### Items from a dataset
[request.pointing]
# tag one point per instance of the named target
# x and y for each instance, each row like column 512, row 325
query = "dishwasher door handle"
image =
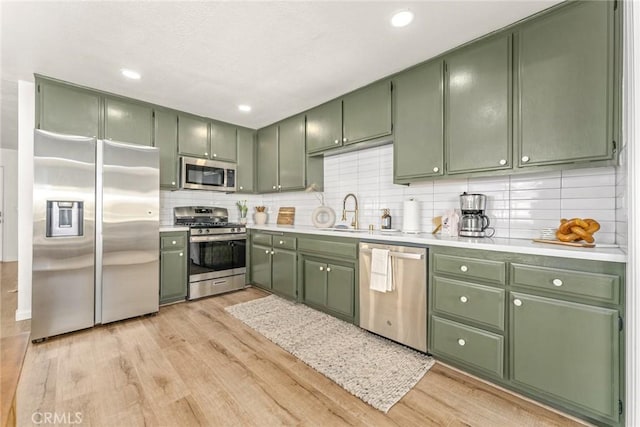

### EXERCISE DETAILS
Set down each entry again exactly as written. Pictures stay out.

### OUTPUT BELOW
[request.pointing]
# tag one point per instance of the named target
# x and y for each instance, each row like column 512, row 325
query = "dishwasher door handle"
image =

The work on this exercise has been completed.